Directive = From the line containing "For every instance of the arm" through the end of the entries, write those lines again with "tattoo" replaced by "bandage" and everything else left unchanged.

Entries listed in a dataset
▼

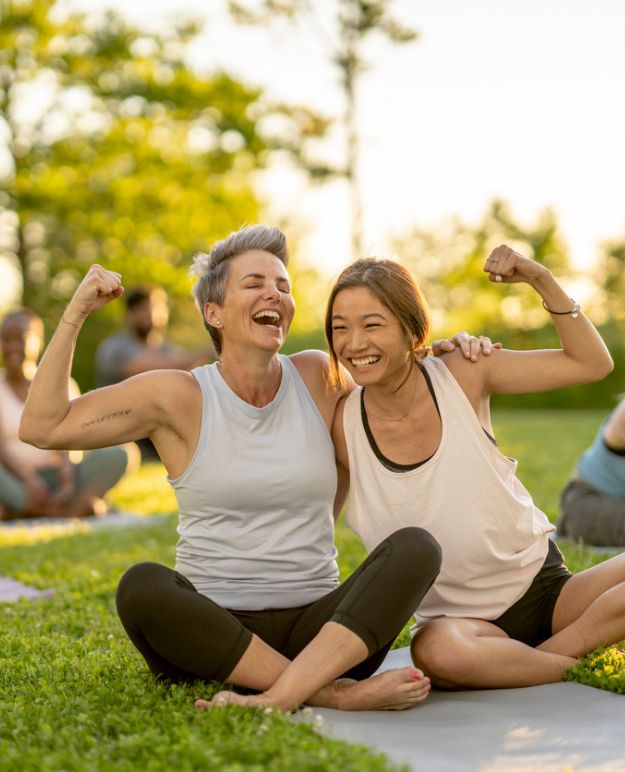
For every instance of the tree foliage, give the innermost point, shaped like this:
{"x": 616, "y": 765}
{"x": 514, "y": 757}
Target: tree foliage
{"x": 448, "y": 263}
{"x": 113, "y": 150}
{"x": 345, "y": 27}
{"x": 611, "y": 269}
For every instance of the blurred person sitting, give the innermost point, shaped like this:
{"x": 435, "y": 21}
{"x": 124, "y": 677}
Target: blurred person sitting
{"x": 593, "y": 502}
{"x": 35, "y": 482}
{"x": 142, "y": 346}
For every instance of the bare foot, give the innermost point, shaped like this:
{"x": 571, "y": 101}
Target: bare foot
{"x": 393, "y": 690}
{"x": 396, "y": 689}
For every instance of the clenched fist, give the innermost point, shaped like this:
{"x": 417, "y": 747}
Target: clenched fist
{"x": 506, "y": 265}
{"x": 97, "y": 289}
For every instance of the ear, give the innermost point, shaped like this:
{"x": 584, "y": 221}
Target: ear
{"x": 212, "y": 314}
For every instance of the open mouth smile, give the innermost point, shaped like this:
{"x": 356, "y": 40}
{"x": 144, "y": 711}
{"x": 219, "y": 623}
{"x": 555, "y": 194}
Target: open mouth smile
{"x": 267, "y": 318}
{"x": 364, "y": 361}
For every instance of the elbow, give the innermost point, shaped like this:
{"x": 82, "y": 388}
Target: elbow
{"x": 28, "y": 434}
{"x": 608, "y": 366}
{"x": 603, "y": 368}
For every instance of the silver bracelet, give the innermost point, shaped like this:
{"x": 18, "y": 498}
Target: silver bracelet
{"x": 574, "y": 312}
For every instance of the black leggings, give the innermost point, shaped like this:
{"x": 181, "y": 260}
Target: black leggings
{"x": 183, "y": 635}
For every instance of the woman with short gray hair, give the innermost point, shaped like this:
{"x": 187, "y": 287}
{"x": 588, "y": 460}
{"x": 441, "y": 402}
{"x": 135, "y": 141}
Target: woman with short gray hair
{"x": 254, "y": 599}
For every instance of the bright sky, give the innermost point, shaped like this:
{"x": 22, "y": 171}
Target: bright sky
{"x": 518, "y": 100}
{"x": 521, "y": 100}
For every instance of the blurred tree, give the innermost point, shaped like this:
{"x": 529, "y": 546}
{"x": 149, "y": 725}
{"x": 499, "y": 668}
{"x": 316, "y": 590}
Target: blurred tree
{"x": 448, "y": 264}
{"x": 112, "y": 150}
{"x": 345, "y": 27}
{"x": 611, "y": 272}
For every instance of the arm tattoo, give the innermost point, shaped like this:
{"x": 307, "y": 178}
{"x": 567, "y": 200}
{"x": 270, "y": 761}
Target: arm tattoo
{"x": 108, "y": 416}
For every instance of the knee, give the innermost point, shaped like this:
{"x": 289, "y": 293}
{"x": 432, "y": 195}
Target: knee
{"x": 138, "y": 589}
{"x": 437, "y": 651}
{"x": 419, "y": 549}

▲

Written answer =
For every instance of the arm bandage, give the innermost point, shaped like this:
{"x": 307, "y": 178}
{"x": 567, "y": 200}
{"x": 270, "y": 761}
Target: arm bandage
{"x": 108, "y": 416}
For every instance of the knee, give the innermost point, shaped like this:
{"x": 289, "y": 293}
{"x": 432, "y": 195}
Target: knee
{"x": 138, "y": 589}
{"x": 437, "y": 651}
{"x": 419, "y": 549}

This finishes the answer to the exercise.